Pull out every line of the records below that contains the word "studio", and copy each one in full.

Records provided
---+---
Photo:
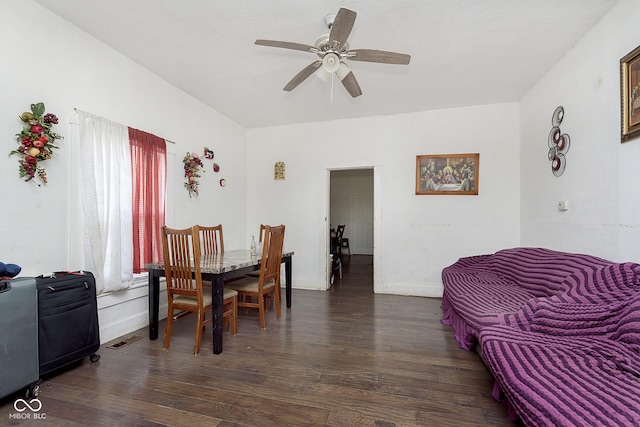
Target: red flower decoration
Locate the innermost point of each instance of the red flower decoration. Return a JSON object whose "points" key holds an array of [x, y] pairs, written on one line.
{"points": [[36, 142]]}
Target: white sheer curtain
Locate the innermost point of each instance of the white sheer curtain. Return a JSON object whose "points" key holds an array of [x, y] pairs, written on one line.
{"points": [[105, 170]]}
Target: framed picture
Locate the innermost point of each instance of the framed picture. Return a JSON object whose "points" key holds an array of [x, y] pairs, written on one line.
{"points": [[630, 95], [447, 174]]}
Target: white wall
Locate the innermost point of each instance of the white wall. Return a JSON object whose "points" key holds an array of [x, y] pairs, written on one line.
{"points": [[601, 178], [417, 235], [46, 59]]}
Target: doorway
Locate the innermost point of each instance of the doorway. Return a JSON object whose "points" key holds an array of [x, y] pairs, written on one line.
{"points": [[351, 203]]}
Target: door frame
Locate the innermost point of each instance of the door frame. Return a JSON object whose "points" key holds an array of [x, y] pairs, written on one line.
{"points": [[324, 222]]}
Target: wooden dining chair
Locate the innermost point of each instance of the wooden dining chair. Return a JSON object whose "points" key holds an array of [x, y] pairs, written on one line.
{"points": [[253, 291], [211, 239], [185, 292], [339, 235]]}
---+---
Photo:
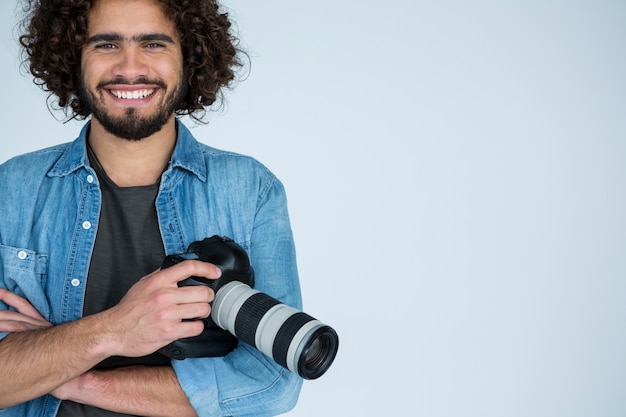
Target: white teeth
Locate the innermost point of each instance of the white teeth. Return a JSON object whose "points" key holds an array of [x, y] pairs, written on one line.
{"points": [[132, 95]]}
---+---
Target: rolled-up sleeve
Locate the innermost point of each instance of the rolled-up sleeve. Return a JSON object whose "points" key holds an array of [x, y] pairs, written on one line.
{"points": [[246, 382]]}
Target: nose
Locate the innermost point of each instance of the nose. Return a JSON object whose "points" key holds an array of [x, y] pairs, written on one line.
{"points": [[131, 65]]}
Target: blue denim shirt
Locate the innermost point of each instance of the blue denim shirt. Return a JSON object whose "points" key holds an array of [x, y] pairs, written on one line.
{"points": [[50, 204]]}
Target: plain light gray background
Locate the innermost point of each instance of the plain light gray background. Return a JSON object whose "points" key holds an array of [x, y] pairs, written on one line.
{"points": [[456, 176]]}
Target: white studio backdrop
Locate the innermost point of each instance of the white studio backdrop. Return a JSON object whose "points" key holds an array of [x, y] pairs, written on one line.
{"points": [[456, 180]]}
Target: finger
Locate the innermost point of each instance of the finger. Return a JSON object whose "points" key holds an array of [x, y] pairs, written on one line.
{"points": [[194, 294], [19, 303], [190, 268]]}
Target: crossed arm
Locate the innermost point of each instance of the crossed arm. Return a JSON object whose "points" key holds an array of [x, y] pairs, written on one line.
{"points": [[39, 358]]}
---+---
Task output
Target: white studio backdrop
Locate the innermost point of each instance of the white studio backdrop. Return a JSON object whose "points" key holds an array of [x, y] pairs, written on one line.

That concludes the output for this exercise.